INSTRUCTION A
Translate this sentence from the passage on salvation into Spanish: "Those who believe by faith now only do so because God chose them from before the foundation of the earth."

God will reconcile all in heaven and earth to Himself, for God wills all to be saved and to come unto a knowledge of the truth, for Jesus' sacrifice paid for the sins of the whole world (not just for those who believe by faith in this lifetime). Those who believe by faith now only do so because God chose them from before the foundation of the earth. The rest are not chosen but will come in later in God's salvation sequence.

Hope this helps.

[Items from a labeling collection]
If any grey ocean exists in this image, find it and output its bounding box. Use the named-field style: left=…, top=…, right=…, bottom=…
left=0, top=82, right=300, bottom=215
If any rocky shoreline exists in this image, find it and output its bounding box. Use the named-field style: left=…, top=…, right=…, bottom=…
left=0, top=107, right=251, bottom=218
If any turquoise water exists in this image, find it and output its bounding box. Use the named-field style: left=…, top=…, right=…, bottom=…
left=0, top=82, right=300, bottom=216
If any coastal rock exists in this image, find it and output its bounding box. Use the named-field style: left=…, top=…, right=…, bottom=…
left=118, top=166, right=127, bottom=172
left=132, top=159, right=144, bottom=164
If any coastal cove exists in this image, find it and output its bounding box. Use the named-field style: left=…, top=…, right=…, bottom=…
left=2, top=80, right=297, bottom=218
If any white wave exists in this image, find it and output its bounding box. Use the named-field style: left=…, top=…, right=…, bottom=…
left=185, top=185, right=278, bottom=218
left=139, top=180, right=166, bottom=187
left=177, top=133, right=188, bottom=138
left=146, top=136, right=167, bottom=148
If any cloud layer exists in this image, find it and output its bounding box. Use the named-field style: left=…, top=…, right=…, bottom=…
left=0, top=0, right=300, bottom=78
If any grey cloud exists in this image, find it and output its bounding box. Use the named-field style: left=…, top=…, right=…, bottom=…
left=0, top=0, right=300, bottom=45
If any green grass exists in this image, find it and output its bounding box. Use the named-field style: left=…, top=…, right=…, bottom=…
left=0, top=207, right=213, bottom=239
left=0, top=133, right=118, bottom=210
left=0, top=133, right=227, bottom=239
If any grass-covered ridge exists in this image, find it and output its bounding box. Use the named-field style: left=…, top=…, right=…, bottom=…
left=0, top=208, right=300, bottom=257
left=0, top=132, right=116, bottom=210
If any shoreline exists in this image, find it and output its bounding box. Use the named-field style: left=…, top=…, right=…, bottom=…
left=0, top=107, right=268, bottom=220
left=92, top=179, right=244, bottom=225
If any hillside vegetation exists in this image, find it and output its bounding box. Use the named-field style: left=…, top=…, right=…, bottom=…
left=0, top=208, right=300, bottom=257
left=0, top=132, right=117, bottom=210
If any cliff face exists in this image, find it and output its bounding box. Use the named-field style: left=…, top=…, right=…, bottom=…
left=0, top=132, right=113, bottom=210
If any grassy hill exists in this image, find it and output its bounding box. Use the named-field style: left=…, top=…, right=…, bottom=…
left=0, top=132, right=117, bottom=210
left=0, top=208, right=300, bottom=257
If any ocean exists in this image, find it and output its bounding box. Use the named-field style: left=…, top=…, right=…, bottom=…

INSTRUCTION B
How many lines of the entries above contain the word "grey"? Reply with the number alone.

WRITTEN ANSWER A
Quienes creen por la fe ahora solo lo hacen porque Dios los escogió desde antes de la fundación de la tierra.

WRITTEN ANSWER B
2